DATA SHOWN ::
========================================================================

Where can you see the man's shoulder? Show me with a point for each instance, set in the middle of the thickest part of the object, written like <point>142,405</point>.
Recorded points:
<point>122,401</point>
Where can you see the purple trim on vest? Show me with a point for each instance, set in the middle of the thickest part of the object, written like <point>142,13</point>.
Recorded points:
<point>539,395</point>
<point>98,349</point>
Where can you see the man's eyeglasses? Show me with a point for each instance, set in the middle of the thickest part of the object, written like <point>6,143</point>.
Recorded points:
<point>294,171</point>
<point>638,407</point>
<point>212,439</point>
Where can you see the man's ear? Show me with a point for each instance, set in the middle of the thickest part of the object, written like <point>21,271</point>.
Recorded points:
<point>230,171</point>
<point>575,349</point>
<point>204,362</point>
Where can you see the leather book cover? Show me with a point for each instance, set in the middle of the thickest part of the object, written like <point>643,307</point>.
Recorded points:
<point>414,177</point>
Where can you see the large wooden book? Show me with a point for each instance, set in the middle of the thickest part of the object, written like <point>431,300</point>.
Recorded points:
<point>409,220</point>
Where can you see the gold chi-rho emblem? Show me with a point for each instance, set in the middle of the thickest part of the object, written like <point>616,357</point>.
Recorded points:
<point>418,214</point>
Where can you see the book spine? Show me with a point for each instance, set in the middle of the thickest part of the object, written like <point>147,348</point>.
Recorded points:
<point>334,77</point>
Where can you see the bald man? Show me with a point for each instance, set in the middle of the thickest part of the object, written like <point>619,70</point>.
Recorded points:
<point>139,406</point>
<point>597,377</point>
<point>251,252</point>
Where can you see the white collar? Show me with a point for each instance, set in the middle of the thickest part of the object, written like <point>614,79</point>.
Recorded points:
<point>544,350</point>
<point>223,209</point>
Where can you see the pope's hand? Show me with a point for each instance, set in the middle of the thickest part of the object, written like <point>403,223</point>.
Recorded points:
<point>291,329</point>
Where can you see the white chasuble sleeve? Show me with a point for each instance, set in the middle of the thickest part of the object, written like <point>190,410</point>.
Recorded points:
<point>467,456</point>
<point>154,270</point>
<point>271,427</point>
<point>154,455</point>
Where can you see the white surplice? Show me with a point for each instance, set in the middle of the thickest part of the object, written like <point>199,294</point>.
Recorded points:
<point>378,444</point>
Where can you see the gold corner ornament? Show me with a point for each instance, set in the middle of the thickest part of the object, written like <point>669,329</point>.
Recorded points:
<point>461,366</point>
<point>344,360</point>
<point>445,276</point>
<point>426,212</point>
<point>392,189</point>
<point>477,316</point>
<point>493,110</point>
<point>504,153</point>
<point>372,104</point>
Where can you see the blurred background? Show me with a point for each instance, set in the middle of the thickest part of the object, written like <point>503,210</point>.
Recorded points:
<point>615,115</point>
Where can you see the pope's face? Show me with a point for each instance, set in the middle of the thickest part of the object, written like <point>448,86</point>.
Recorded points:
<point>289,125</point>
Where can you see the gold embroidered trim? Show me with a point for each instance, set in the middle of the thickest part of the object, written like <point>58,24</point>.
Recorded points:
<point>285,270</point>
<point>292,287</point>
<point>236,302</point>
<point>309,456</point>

========================================================================

YOUR INSTRUCTIONS :: Hand back the whole listing, exactly as it is.

SOLUTION TO THIS PROBLEM ::
Where can you see the man's shoulder? Show me with a point for each instance, set in the middle of the thickest part of the object, written like <point>142,405</point>.
Recorded points:
<point>122,401</point>
Where can you see the purple trim on vest? Show me with a point for each instance, set in the middle of the thickest part of the object, written like <point>142,13</point>.
Recorded points:
<point>539,395</point>
<point>98,349</point>
Where can you see the man's eyeglasses? Show me with a point for each instance, set in the middle of the thickest part of the object, written like <point>6,143</point>.
Recorded points:
<point>294,171</point>
<point>638,407</point>
<point>212,439</point>
Where can you see the man's ear? Show me with a point for each instance, set in the middle of the thickest part of the object, written like <point>21,271</point>.
Recorded points:
<point>230,171</point>
<point>575,349</point>
<point>204,362</point>
Where can you see the leather book cover? Show me with a point for each instance, set in the middle of the thickest part of the object, written like <point>643,307</point>.
Recorded points:
<point>414,177</point>
Where can you see the large wooden book? Show me with a point for each instance, set in the middle of the thickest part of the object, written like <point>431,300</point>.
Recorded points:
<point>409,220</point>
Where can you see the gold chi-rho emblem? Show me with a point for each instance, set in the middle of the thickest part of the object, written like <point>616,357</point>.
Recorded points:
<point>418,214</point>
Where can you see the book spine? Show me with a point for each instance, set in the middle of the thickest part of the object, written like <point>147,348</point>.
Recorded points:
<point>334,77</point>
Where can you see the bald man? Show me with a point for each instance, set in the middle of the thickest part of the object, written like <point>619,70</point>.
Recorded points:
<point>139,406</point>
<point>597,377</point>
<point>251,252</point>
Where can you see the white collar? Show me with a point for each instance, set in the middle of the thickest part of the object, written like <point>614,79</point>.
Recorded points:
<point>544,350</point>
<point>223,209</point>
Where can you see the pope's hand? Show me with a point for each instance, set in the middle of the thickest part of the object, written like <point>403,223</point>.
Recorded points:
<point>291,329</point>
Where can you see the white chasuble sleeve? Show me with a point for each instance, set in the middle of the thickest part of the object, written like <point>190,410</point>.
Recorded points:
<point>467,456</point>
<point>154,270</point>
<point>271,427</point>
<point>154,455</point>
Where can you see the white surplice? Show me with a point for each instance, set in the middle of the thickest part of the object, written like <point>199,294</point>.
Recorded points:
<point>378,444</point>
Where can you see the gold corner ornament? Show me with a point for each instance, set in the middle of the thickest part of the object, written like <point>669,329</point>.
Recorded points:
<point>461,366</point>
<point>344,360</point>
<point>445,276</point>
<point>426,212</point>
<point>392,189</point>
<point>477,316</point>
<point>493,110</point>
<point>504,153</point>
<point>372,104</point>
Where can you see the blurred background? Show me with a point for each instance, set in the middle of the thickest part of the object, written like <point>503,210</point>.
Recorded points:
<point>615,115</point>
Where can you see the pope's face? Show me with a point for each instance, set in the middle of the thickest part of the object, written like <point>448,86</point>.
Recorded points:
<point>289,125</point>
Where can you see the gold embroidered trim? Show me with a point for each instance, set in the middle of the thickest part of the object, written like <point>58,24</point>.
Recorded points:
<point>285,270</point>
<point>292,287</point>
<point>236,302</point>
<point>309,456</point>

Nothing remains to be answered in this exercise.